SHORT EXERCISE =>
Output only the lines from the one holding "target: dragon head sculpture" to the end of the data below, please, copied exactly.

[Collected data entries]
□ □ □ □ □

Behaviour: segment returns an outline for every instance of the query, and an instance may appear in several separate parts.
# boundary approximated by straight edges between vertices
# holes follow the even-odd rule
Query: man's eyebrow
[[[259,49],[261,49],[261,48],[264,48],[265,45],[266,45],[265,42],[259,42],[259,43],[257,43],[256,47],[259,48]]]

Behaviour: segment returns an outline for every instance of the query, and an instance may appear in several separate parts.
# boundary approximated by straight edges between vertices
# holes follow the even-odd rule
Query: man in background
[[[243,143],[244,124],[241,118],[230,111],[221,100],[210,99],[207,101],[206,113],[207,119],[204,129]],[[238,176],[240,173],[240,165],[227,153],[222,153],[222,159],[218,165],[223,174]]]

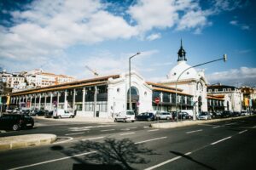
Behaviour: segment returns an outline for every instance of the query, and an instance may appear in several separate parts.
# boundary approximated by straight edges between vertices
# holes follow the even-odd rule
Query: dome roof
[[[179,61],[177,65],[173,67],[168,75],[168,79],[172,81],[177,81],[179,75],[186,69],[189,68],[190,65],[186,63],[186,61]],[[179,80],[188,80],[188,79],[200,79],[200,76],[195,68],[190,68],[180,76]]]

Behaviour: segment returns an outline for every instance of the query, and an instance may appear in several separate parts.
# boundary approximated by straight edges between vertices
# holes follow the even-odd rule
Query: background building
[[[250,87],[241,87],[241,91],[243,94],[242,109],[247,112],[256,110],[256,88]]]
[[[241,111],[242,110],[243,94],[241,90],[234,86],[210,85],[207,93],[213,97],[224,97],[224,106],[225,110]]]

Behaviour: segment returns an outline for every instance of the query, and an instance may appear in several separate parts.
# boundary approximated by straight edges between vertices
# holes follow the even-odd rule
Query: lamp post
[[[136,54],[129,58],[129,110],[131,110],[131,60],[136,55],[140,54],[140,52],[137,52]]]
[[[209,63],[212,63],[212,62],[215,62],[215,61],[218,61],[218,60],[224,60],[224,62],[227,61],[227,54],[224,54],[223,58],[220,58],[220,59],[217,59],[217,60],[212,60],[212,61],[208,61],[208,62],[205,62],[205,63],[201,63],[201,64],[199,64],[199,65],[195,65],[194,66],[190,66],[187,69],[185,69],[184,71],[183,71],[180,75],[177,76],[177,79],[176,81],[176,83],[175,83],[175,107],[176,107],[176,114],[177,114],[177,122],[178,122],[178,114],[177,114],[177,82],[180,78],[180,76],[188,70],[191,69],[191,68],[195,68],[195,67],[198,67],[198,66],[201,66],[201,65],[207,65],[207,64],[209,64]],[[195,114],[193,116],[195,116]],[[193,120],[195,120],[195,117],[193,117]]]

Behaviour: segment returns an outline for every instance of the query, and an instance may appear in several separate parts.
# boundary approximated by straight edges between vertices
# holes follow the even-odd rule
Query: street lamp
[[[180,75],[177,76],[177,79],[176,81],[176,83],[175,83],[175,107],[176,107],[176,114],[177,114],[177,122],[178,122],[178,114],[177,114],[177,81],[179,80],[180,76],[188,70],[191,69],[191,68],[195,68],[195,67],[198,67],[198,66],[201,66],[201,65],[207,65],[207,64],[209,64],[209,63],[212,63],[212,62],[215,62],[215,61],[218,61],[218,60],[224,60],[224,62],[226,62],[227,61],[227,54],[224,54],[223,55],[223,58],[220,58],[220,59],[218,59],[218,60],[212,60],[212,61],[208,61],[208,62],[205,62],[205,63],[201,63],[201,64],[199,64],[199,65],[195,65],[194,66],[190,66],[187,69],[185,69],[183,71],[182,71],[180,73]],[[193,115],[193,120],[195,120],[195,115],[194,114]]]
[[[136,55],[140,54],[140,52],[137,52],[136,54],[131,56],[129,58],[129,109],[131,110],[131,60],[135,57]]]

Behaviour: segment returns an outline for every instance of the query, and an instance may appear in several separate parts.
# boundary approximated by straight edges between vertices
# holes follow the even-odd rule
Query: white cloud
[[[240,23],[238,20],[231,20],[230,25],[239,27],[241,30],[250,30],[250,26],[245,24]]]
[[[231,21],[230,22],[230,25],[233,25],[233,26],[237,26],[238,21],[237,21],[237,20],[231,20]]]
[[[134,55],[137,52],[132,54],[120,54],[119,55],[113,54],[108,51],[103,51],[98,54],[91,54],[86,59],[81,60],[79,64],[70,65],[71,67],[78,68],[73,72],[73,75],[77,77],[92,77],[91,71],[85,68],[88,65],[92,70],[95,70],[100,76],[107,76],[112,74],[120,74],[127,72],[129,69],[129,57]],[[157,50],[143,51],[141,54],[132,59],[131,70],[136,70],[138,72],[145,73],[150,71],[146,70],[144,62],[148,58],[157,54]],[[84,71],[81,71],[81,69]]]
[[[153,41],[153,40],[156,40],[161,37],[161,34],[160,33],[156,33],[156,34],[150,34],[149,36],[147,37],[147,40],[149,41]]]
[[[172,27],[178,19],[174,0],[139,0],[128,13],[137,22],[140,31]]]
[[[256,84],[256,68],[241,67],[227,71],[214,72],[207,76],[211,83],[221,82],[222,84],[251,85]]]
[[[195,33],[199,34],[203,27],[211,25],[211,22],[207,21],[207,13],[201,10],[189,11],[181,18],[177,30],[195,28]]]
[[[224,3],[218,2],[217,5]],[[212,14],[210,10],[202,10],[197,0],[138,0],[122,14],[108,10],[108,5],[101,0],[37,0],[23,10],[4,11],[11,14],[13,25],[0,26],[2,65],[16,70],[19,63],[20,69],[29,70],[49,62],[48,67],[51,65],[53,71],[57,71],[69,64],[61,60],[70,60],[65,56],[67,49],[77,44],[90,45],[106,40],[140,37],[153,41],[161,35],[154,33],[146,38],[144,35],[166,28],[201,33],[204,27],[211,25],[208,16]],[[242,26],[249,29],[246,25]],[[143,53],[137,60],[157,52],[147,53]],[[105,65],[109,61],[113,70],[118,71],[114,58],[113,62],[104,58],[103,63],[101,60],[97,61]],[[79,65],[79,61],[73,61]],[[92,63],[93,60],[88,61]],[[99,66],[97,63],[95,65]],[[67,67],[72,69],[67,65]],[[106,67],[102,71],[106,70],[112,69]]]

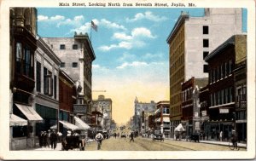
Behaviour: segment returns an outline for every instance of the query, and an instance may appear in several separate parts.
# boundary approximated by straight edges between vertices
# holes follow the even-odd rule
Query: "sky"
[[[93,100],[99,95],[111,98],[113,119],[125,124],[134,114],[136,97],[142,102],[169,101],[166,38],[181,11],[204,15],[203,9],[38,8],[38,34],[43,37],[73,37],[74,32],[90,35],[96,55]],[[97,31],[91,29],[91,20]]]

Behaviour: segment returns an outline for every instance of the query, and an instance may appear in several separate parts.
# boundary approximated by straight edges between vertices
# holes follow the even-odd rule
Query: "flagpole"
[[[90,27],[90,43],[91,43],[91,26]]]

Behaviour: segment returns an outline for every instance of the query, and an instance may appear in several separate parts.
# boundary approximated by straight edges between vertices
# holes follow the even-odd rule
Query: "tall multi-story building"
[[[140,134],[145,133],[148,129],[146,126],[146,119],[149,117],[150,112],[154,112],[156,109],[156,103],[154,101],[148,102],[139,102],[137,98],[134,101],[134,117],[132,129]]]
[[[97,100],[93,101],[91,111],[95,125],[100,125],[104,132],[109,133],[112,129],[112,100],[105,98],[104,95],[99,95]],[[98,123],[98,117],[102,118],[100,123]]]
[[[9,147],[17,150],[35,147],[35,124],[43,121],[34,109],[33,94],[37,9],[10,8],[9,13]]]
[[[159,101],[156,104],[157,110],[154,112],[154,130],[164,134],[166,137],[170,135],[170,102]]]
[[[207,86],[208,78],[192,77],[182,83],[182,124],[187,135],[201,131],[200,89]]]
[[[59,112],[59,70],[61,60],[42,38],[35,52],[35,102],[37,112],[44,118],[37,123],[36,135],[57,124]]]
[[[232,129],[236,129],[238,125],[240,128],[238,138],[246,139],[247,132],[244,127],[247,123],[247,104],[244,103],[246,88],[242,89],[247,86],[246,76],[241,77],[239,74],[239,77],[236,72],[238,71],[235,70],[235,66],[238,67],[239,63],[242,62],[246,55],[247,36],[234,35],[205,59],[209,64],[210,95],[210,120],[206,130],[212,134],[213,138],[218,133],[223,131],[223,138],[228,140]],[[234,72],[236,72],[236,78],[234,77]],[[245,71],[242,72],[243,75],[246,74]],[[236,93],[237,93],[237,98],[235,97]],[[241,101],[239,101],[240,98]],[[236,102],[241,102],[241,105],[236,105]]]
[[[221,42],[241,32],[241,9],[205,9],[202,17],[192,17],[182,12],[166,40],[170,59],[172,132],[182,117],[181,83],[192,77],[207,77],[204,58]]]
[[[44,37],[44,42],[61,60],[61,69],[75,82],[77,103],[73,112],[85,123],[91,120],[91,64],[96,59],[87,33],[73,37]]]

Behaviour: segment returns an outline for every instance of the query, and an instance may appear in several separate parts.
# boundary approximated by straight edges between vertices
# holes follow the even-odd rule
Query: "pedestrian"
[[[43,147],[43,139],[44,139],[44,131],[40,132],[40,135],[38,135],[38,139],[39,139],[39,146],[40,147]]]
[[[103,135],[100,131],[97,131],[97,134],[95,136],[95,139],[97,141],[97,150],[101,149],[101,146],[102,144]]]
[[[131,133],[130,136],[131,136],[130,142],[131,142],[131,141],[134,142],[134,139],[133,139],[133,132]]]
[[[206,139],[206,133],[205,131],[203,131],[203,141],[205,141],[205,139]]]
[[[218,131],[217,131],[217,133],[216,133],[216,137],[217,137],[217,141],[219,141],[219,133],[218,133]]]
[[[219,139],[221,141],[223,141],[223,132],[222,131],[220,131],[220,133],[219,133]]]
[[[50,147],[52,149],[55,149],[56,147],[57,147],[57,140],[58,140],[58,137],[57,137],[57,135],[55,131],[52,131],[50,133],[50,135],[49,135],[49,141],[50,141]]]

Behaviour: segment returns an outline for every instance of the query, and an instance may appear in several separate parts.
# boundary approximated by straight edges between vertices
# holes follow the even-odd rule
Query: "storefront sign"
[[[207,111],[201,111],[201,116],[203,116],[203,117],[207,116]]]
[[[230,110],[228,108],[220,108],[219,113],[229,113]]]

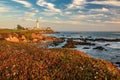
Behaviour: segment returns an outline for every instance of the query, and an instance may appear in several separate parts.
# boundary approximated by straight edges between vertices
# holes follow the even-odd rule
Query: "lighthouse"
[[[40,29],[40,27],[39,27],[39,20],[38,19],[36,20],[35,29]]]

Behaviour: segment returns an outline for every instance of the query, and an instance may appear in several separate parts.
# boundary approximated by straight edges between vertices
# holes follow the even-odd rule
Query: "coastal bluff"
[[[120,71],[80,51],[1,41],[0,80],[120,80]]]
[[[9,42],[41,42],[41,41],[52,41],[55,37],[45,36],[40,32],[13,32],[13,33],[0,33],[0,40]]]

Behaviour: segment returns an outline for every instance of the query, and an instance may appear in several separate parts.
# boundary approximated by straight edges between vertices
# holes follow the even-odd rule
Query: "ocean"
[[[57,34],[47,34],[48,36],[55,36],[58,38],[65,38],[63,43],[58,46],[49,46],[49,48],[61,48],[66,44],[66,40],[72,38],[74,41],[81,41],[86,39],[87,42],[94,43],[95,46],[90,45],[75,45],[76,50],[82,51],[91,57],[108,60],[120,67],[120,32],[60,32]],[[92,40],[89,40],[92,39]],[[93,41],[93,39],[99,39]],[[103,40],[100,40],[103,39]],[[104,40],[105,39],[105,40]],[[106,40],[107,39],[107,40]],[[110,41],[110,40],[113,41]],[[103,47],[105,50],[94,49],[97,46]],[[87,47],[87,48],[86,48]]]

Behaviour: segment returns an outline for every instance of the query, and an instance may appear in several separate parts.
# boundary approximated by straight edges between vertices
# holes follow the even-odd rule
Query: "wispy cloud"
[[[12,1],[23,4],[25,7],[32,7],[32,4],[24,0],[12,0]]]
[[[101,8],[101,9],[91,9],[91,12],[109,12],[109,9],[107,8]]]
[[[120,1],[117,0],[106,0],[106,1],[92,1],[88,2],[90,4],[101,4],[101,5],[110,5],[110,6],[120,6]]]
[[[10,11],[8,8],[0,7],[0,12],[8,12]]]
[[[60,9],[55,8],[54,4],[46,2],[45,0],[38,0],[37,5],[47,8],[49,11],[53,11],[57,13],[61,12]]]
[[[68,9],[83,8],[86,0],[73,0],[72,4],[69,4]]]

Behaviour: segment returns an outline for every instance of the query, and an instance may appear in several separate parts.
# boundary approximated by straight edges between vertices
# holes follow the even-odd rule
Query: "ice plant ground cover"
[[[110,62],[71,49],[42,49],[0,42],[1,80],[120,80]]]

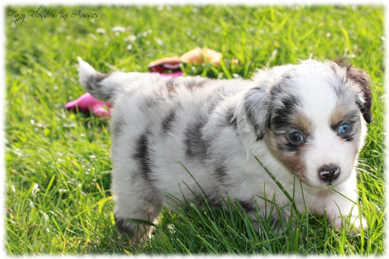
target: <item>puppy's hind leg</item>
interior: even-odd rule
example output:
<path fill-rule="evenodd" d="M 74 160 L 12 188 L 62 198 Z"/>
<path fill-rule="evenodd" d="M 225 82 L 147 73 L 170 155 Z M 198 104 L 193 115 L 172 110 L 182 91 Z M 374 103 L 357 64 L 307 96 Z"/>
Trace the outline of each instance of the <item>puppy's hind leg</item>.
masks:
<path fill-rule="evenodd" d="M 161 195 L 143 179 L 129 182 L 117 177 L 112 181 L 115 224 L 119 234 L 127 234 L 133 242 L 141 242 L 152 229 L 147 222 L 155 223 L 163 201 Z"/>

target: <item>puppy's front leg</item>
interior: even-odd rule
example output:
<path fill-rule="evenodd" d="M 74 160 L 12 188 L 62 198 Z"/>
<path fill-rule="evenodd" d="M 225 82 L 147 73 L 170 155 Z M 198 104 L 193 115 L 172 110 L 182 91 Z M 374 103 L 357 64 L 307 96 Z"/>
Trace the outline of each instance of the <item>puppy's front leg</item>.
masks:
<path fill-rule="evenodd" d="M 334 188 L 354 202 L 333 190 L 334 193 L 331 195 L 331 198 L 329 197 L 327 217 L 331 227 L 336 231 L 339 231 L 342 227 L 354 227 L 353 229 L 360 231 L 361 229 L 366 229 L 368 226 L 366 219 L 363 217 L 359 217 L 359 210 L 356 204 L 358 202 L 356 187 L 356 181 L 352 179 Z M 350 232 L 354 233 L 353 229 Z"/>

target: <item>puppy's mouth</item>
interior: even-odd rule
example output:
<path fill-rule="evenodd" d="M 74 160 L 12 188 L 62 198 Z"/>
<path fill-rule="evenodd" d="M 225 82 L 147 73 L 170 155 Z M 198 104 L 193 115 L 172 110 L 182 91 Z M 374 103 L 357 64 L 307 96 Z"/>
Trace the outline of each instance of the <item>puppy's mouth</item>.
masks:
<path fill-rule="evenodd" d="M 318 173 L 320 181 L 326 185 L 332 185 L 340 174 L 340 168 L 333 164 L 323 165 L 318 170 Z"/>

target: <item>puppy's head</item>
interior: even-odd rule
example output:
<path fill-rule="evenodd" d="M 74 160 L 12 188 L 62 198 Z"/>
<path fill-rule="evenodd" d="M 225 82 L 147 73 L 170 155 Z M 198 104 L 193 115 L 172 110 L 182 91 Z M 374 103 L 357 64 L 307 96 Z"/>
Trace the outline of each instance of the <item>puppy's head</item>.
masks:
<path fill-rule="evenodd" d="M 347 180 L 372 122 L 369 76 L 342 61 L 310 59 L 253 79 L 244 103 L 257 140 L 309 185 Z"/>

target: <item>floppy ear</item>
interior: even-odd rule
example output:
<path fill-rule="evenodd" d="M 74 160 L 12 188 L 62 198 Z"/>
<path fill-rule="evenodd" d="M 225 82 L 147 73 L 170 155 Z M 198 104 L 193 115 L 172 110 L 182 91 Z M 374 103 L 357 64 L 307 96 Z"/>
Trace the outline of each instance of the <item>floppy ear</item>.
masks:
<path fill-rule="evenodd" d="M 254 128 L 257 140 L 262 139 L 268 124 L 270 100 L 267 87 L 256 87 L 245 94 L 244 105 L 249 124 Z"/>
<path fill-rule="evenodd" d="M 340 67 L 346 68 L 346 77 L 349 80 L 352 80 L 358 86 L 363 100 L 358 99 L 356 104 L 363 116 L 365 121 L 368 123 L 373 122 L 371 118 L 371 90 L 370 86 L 370 77 L 364 70 L 347 65 L 343 59 L 339 59 L 336 62 Z"/>
<path fill-rule="evenodd" d="M 347 78 L 356 83 L 363 97 L 363 100 L 358 100 L 356 104 L 368 123 L 373 122 L 371 118 L 371 90 L 370 87 L 370 77 L 363 70 L 353 68 L 350 65 L 346 72 Z"/>

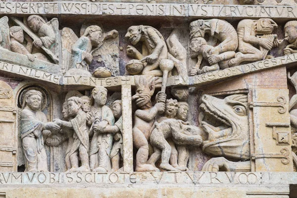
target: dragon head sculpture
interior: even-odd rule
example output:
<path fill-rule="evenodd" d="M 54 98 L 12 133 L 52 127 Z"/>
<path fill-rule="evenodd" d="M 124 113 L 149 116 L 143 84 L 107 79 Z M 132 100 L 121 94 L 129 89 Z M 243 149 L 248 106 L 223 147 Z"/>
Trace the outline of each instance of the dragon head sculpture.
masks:
<path fill-rule="evenodd" d="M 203 151 L 216 156 L 249 159 L 247 96 L 234 95 L 220 99 L 204 95 L 201 100 L 199 121 L 208 135 L 202 143 Z"/>

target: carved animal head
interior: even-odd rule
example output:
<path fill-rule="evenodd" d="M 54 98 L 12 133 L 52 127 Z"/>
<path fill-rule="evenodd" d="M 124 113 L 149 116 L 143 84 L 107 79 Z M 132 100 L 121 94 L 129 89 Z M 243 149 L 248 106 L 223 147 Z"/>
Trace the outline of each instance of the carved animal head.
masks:
<path fill-rule="evenodd" d="M 137 25 L 131 26 L 128 29 L 125 38 L 132 44 L 136 45 L 139 42 L 141 38 L 142 33 L 142 26 Z"/>
<path fill-rule="evenodd" d="M 154 77 L 151 76 L 134 76 L 136 93 L 132 97 L 136 105 L 143 106 L 150 101 L 155 90 Z"/>
<path fill-rule="evenodd" d="M 224 99 L 204 95 L 200 124 L 208 139 L 203 151 L 215 156 L 247 159 L 250 156 L 248 97 L 239 94 Z"/>
<path fill-rule="evenodd" d="M 260 18 L 257 22 L 257 31 L 261 34 L 271 34 L 277 24 L 272 19 Z"/>
<path fill-rule="evenodd" d="M 287 22 L 284 27 L 285 38 L 290 43 L 294 43 L 297 40 L 297 21 L 291 21 Z"/>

□ □ □ □ □

SOLVED PROBLEM =>
target: dragon head sculpture
interior: even-odd rule
example output:
<path fill-rule="evenodd" d="M 54 98 L 12 133 L 52 127 Z"/>
<path fill-rule="evenodd" d="M 124 113 L 149 116 L 143 84 L 107 79 Z M 132 100 L 121 94 L 129 89 Z M 243 149 L 248 106 L 223 147 Z"/>
Trace the outline of each instance of the dragon head sculpture.
masks:
<path fill-rule="evenodd" d="M 203 151 L 216 156 L 249 159 L 247 96 L 234 95 L 220 99 L 204 95 L 201 100 L 199 121 L 208 135 L 202 143 Z"/>

target: carved animal head
interior: even-odd rule
example output:
<path fill-rule="evenodd" d="M 54 98 L 12 133 L 52 127 Z"/>
<path fill-rule="evenodd" d="M 124 113 L 149 116 L 143 84 L 107 79 Z M 132 100 L 121 94 L 129 89 Z M 243 149 L 248 106 L 223 147 Z"/>
Trace the outline of each instance of the carved animal head.
masks:
<path fill-rule="evenodd" d="M 137 25 L 131 26 L 128 29 L 125 38 L 132 44 L 136 45 L 139 42 L 141 38 L 142 33 L 142 26 Z"/>
<path fill-rule="evenodd" d="M 154 77 L 151 76 L 134 76 L 136 93 L 132 97 L 136 105 L 143 106 L 150 101 L 155 90 Z"/>
<path fill-rule="evenodd" d="M 224 99 L 204 95 L 200 124 L 208 139 L 203 151 L 215 156 L 247 159 L 250 156 L 248 97 L 239 94 Z"/>
<path fill-rule="evenodd" d="M 260 18 L 257 22 L 257 31 L 261 34 L 271 34 L 277 24 L 272 19 Z"/>
<path fill-rule="evenodd" d="M 287 22 L 284 27 L 285 38 L 290 43 L 294 43 L 297 40 L 297 21 L 291 21 Z"/>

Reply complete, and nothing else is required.